Labeling and segmentation records:
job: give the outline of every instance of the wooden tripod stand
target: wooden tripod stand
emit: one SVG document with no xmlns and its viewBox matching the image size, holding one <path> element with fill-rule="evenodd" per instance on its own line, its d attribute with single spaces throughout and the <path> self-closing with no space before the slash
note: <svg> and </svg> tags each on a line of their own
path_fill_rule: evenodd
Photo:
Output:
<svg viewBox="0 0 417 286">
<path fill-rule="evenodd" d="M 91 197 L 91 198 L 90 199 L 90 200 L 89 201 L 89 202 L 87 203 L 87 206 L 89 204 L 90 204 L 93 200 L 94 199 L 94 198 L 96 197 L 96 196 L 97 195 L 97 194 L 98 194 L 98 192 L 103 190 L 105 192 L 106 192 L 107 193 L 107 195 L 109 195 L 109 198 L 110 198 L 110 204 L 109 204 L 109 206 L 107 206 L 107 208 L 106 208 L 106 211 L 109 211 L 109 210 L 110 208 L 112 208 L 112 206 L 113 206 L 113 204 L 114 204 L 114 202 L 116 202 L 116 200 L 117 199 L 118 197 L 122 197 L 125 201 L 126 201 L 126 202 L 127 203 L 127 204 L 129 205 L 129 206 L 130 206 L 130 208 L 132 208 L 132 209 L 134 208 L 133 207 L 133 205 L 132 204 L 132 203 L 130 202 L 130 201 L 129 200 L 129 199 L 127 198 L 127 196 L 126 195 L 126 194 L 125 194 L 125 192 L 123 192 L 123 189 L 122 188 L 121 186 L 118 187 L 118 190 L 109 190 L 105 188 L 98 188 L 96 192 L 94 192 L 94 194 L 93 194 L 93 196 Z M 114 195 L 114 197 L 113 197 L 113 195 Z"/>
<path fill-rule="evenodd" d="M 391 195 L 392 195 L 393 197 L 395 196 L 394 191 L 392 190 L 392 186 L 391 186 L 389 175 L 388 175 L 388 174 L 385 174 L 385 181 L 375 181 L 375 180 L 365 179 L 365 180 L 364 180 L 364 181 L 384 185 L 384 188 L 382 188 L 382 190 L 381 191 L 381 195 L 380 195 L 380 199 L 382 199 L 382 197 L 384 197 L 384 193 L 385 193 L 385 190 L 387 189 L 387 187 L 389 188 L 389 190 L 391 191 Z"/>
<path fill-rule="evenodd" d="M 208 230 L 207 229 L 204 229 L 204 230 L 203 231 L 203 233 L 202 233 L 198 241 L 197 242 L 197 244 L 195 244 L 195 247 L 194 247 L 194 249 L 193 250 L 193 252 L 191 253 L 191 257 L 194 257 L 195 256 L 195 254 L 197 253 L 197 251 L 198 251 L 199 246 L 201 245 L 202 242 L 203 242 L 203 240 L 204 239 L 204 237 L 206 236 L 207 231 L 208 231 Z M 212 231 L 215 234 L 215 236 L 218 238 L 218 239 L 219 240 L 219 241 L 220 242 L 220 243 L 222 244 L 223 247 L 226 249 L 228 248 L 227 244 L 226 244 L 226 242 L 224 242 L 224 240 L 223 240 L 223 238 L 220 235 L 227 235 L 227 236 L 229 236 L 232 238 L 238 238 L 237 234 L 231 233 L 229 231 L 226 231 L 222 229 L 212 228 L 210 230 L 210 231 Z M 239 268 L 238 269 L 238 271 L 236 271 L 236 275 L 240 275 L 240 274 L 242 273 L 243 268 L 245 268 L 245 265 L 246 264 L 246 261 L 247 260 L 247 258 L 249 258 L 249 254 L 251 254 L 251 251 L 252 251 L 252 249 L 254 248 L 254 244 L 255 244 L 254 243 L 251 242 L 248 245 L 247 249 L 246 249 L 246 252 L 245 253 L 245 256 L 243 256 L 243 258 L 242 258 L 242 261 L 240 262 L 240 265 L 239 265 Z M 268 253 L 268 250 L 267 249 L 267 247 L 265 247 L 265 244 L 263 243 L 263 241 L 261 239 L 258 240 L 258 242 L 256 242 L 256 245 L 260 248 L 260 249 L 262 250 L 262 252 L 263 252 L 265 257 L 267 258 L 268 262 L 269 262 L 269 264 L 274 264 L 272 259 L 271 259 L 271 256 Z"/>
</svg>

Aim: Copy out every line of the records above, reproducing each one character for character.

Task response:
job: give the outline of every instance of the wooden tripod stand
target: wooden tripod stand
emit: one SVG document with no xmlns and its viewBox matching the image size, holding one <path> element with fill-rule="evenodd" per instance on its own line, its d attribute with single spaces throughout and the <path> self-closing with no space before the slash
note: <svg> and </svg> tags each on a line of their own
path_fill_rule: evenodd
Photo:
Output:
<svg viewBox="0 0 417 286">
<path fill-rule="evenodd" d="M 91 197 L 91 198 L 90 199 L 90 200 L 89 201 L 89 202 L 87 203 L 87 206 L 89 204 L 90 204 L 93 200 L 94 199 L 94 198 L 96 197 L 96 196 L 97 195 L 97 194 L 98 194 L 98 192 L 103 190 L 105 192 L 106 192 L 107 193 L 107 195 L 109 195 L 109 198 L 110 198 L 110 204 L 109 204 L 109 206 L 107 206 L 107 208 L 106 208 L 106 211 L 109 211 L 109 210 L 110 208 L 112 208 L 112 206 L 113 206 L 113 204 L 114 204 L 114 202 L 116 202 L 116 200 L 117 199 L 118 197 L 122 197 L 125 201 L 126 201 L 126 202 L 127 203 L 127 204 L 129 205 L 129 206 L 130 206 L 130 208 L 132 208 L 132 209 L 134 208 L 133 207 L 133 205 L 132 204 L 132 203 L 130 202 L 130 201 L 129 200 L 129 199 L 127 198 L 127 196 L 126 195 L 126 194 L 125 194 L 125 192 L 123 192 L 123 189 L 122 188 L 121 186 L 118 187 L 118 190 L 109 190 L 105 188 L 98 188 L 96 192 L 94 192 L 94 194 L 93 194 L 93 196 Z M 114 195 L 114 197 L 113 197 L 113 195 Z"/>
<path fill-rule="evenodd" d="M 391 195 L 392 195 L 393 197 L 395 196 L 394 191 L 392 190 L 392 186 L 391 186 L 389 175 L 388 175 L 388 174 L 385 174 L 385 181 L 375 181 L 375 180 L 365 179 L 365 180 L 364 180 L 364 181 L 384 185 L 384 188 L 382 188 L 382 190 L 381 191 L 381 195 L 380 195 L 380 199 L 382 199 L 382 197 L 384 197 L 384 193 L 385 193 L 385 190 L 387 189 L 387 187 L 389 188 L 389 190 L 391 191 Z"/>
<path fill-rule="evenodd" d="M 208 230 L 207 229 L 204 229 L 204 230 L 203 231 L 203 233 L 202 233 L 198 241 L 197 242 L 197 244 L 195 244 L 195 247 L 194 247 L 194 249 L 193 250 L 193 252 L 191 253 L 191 257 L 194 257 L 195 256 L 195 254 L 197 253 L 197 251 L 198 251 L 199 246 L 201 245 L 202 242 L 203 242 L 203 240 L 204 239 L 204 237 L 206 236 L 207 231 L 208 231 Z M 212 231 L 215 234 L 215 236 L 218 238 L 218 239 L 219 240 L 219 241 L 220 242 L 220 243 L 222 244 L 223 247 L 226 249 L 228 248 L 227 244 L 226 244 L 226 242 L 224 242 L 224 240 L 223 240 L 223 238 L 220 235 L 227 235 L 227 236 L 229 236 L 232 238 L 238 238 L 237 234 L 231 233 L 229 231 L 226 231 L 222 229 L 212 228 L 210 230 L 210 231 Z M 239 268 L 238 269 L 238 271 L 236 271 L 236 275 L 240 275 L 240 274 L 242 273 L 243 268 L 245 268 L 245 265 L 246 264 L 246 261 L 247 260 L 247 258 L 249 258 L 249 254 L 251 254 L 251 251 L 252 251 L 252 249 L 254 248 L 254 244 L 255 244 L 254 243 L 251 242 L 248 245 L 247 249 L 246 249 L 246 252 L 245 253 L 245 256 L 243 256 L 243 258 L 242 258 L 242 261 L 240 262 L 240 265 L 239 265 Z M 268 253 L 268 250 L 267 249 L 267 247 L 265 247 L 265 244 L 263 243 L 263 241 L 261 239 L 258 240 L 258 242 L 256 242 L 256 245 L 260 248 L 260 249 L 262 250 L 262 252 L 263 252 L 265 257 L 267 258 L 268 262 L 269 262 L 269 264 L 274 264 L 272 259 L 271 259 L 271 256 Z"/>
</svg>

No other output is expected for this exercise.